====== Dataset records ======

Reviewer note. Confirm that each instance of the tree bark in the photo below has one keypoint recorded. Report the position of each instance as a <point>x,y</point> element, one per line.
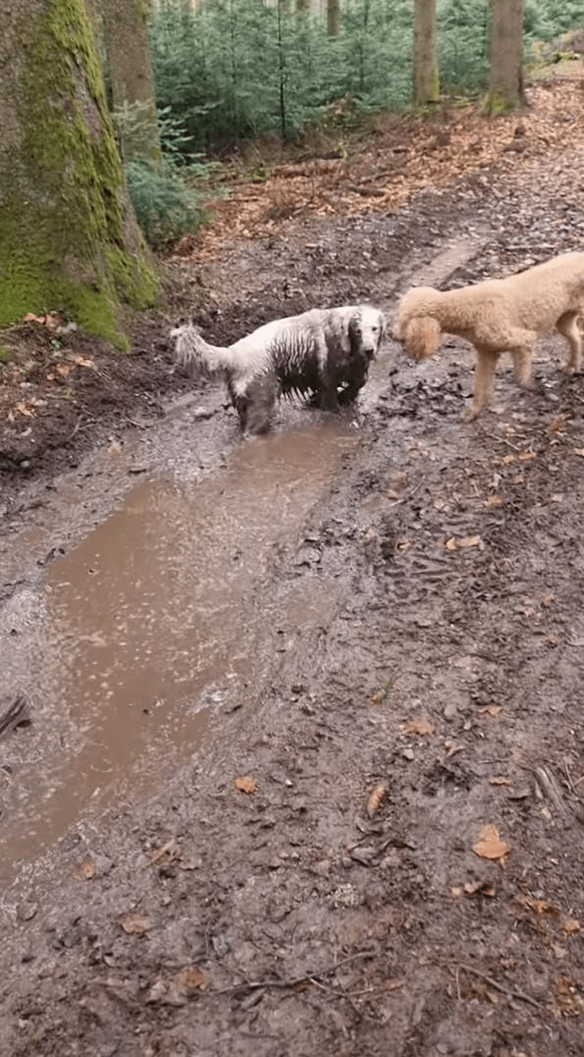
<point>427,88</point>
<point>131,76</point>
<point>333,17</point>
<point>506,88</point>
<point>69,241</point>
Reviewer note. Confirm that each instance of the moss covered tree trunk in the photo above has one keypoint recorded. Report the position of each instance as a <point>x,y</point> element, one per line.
<point>426,62</point>
<point>131,77</point>
<point>333,17</point>
<point>506,88</point>
<point>68,238</point>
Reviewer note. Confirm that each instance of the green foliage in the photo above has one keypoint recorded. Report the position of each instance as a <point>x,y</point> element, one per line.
<point>167,195</point>
<point>239,69</point>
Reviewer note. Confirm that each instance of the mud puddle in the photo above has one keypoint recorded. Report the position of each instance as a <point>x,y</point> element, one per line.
<point>146,637</point>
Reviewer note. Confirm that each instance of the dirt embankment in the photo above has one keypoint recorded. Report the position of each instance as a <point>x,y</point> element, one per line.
<point>378,852</point>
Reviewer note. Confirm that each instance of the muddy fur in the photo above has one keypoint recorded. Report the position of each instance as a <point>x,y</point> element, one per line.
<point>322,355</point>
<point>500,315</point>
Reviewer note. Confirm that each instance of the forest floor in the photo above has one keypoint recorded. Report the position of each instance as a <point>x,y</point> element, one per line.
<point>305,783</point>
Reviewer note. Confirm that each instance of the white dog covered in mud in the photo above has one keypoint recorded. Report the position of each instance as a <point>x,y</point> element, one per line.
<point>500,315</point>
<point>323,355</point>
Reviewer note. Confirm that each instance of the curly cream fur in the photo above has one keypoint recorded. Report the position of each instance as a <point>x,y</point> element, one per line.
<point>312,354</point>
<point>500,315</point>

======

_The exercise_
Reproduce all the lines above, swapping each occurrence of "keypoint" for "marker" and leaving everything else unchanged. Omit the pictures from your answer.

_Expected answer_
Reviewer note. Confirm that each instance of the tree bark in the photo below has one marker recorded. Report the position of each instance as a <point>x,y</point> element, one per line.
<point>427,88</point>
<point>131,76</point>
<point>333,17</point>
<point>506,88</point>
<point>69,241</point>
Reviewer note. Confirm that each instance of the moss covered tree trunk in the photo above has one marker recorded. Report the position of each instance as a <point>x,y</point> element, one per line.
<point>426,62</point>
<point>131,77</point>
<point>333,17</point>
<point>506,88</point>
<point>68,238</point>
Reviewer note. Confirm that each instance of the green foliage in the photo above has one marker recorded. Report the position of each instance as a <point>x,y</point> element, one per line.
<point>167,195</point>
<point>239,69</point>
Reviewer note. Confirm that each instance of the mud puddle in the photo above has one marker recorded. Report the position of each instance as a <point>x,y</point> element, one per line.
<point>146,637</point>
Reviewer note. Confirm that each instance of the dirt embankment in the photo above has one marker recorded. Report the position of each instance as a <point>x,y</point> element, one per line.
<point>378,852</point>
Reviewer note. Confirm that each instance of the muddy fur in the photo above has one marker recorded. Report the position of each instance as a <point>x,y</point> element, one per line.
<point>322,355</point>
<point>500,315</point>
Reviewer note. Confirm that each instance of the forest floor in the photo above has one marker recorded. Report the position of each instance as a <point>x,y</point> element, one per line.
<point>305,783</point>
Reviewer note. Confirm that each instance of the white dog covered in mud in the photo above has one marker recorded. Report the position of each instance as a <point>x,y</point> element, one per line.
<point>500,315</point>
<point>323,355</point>
Reviewer note. Confirm that each instance of the curly cream fur in the photo above has one marker recorded. Report the position of each instance as a <point>x,y</point> element, one per line.
<point>312,354</point>
<point>500,315</point>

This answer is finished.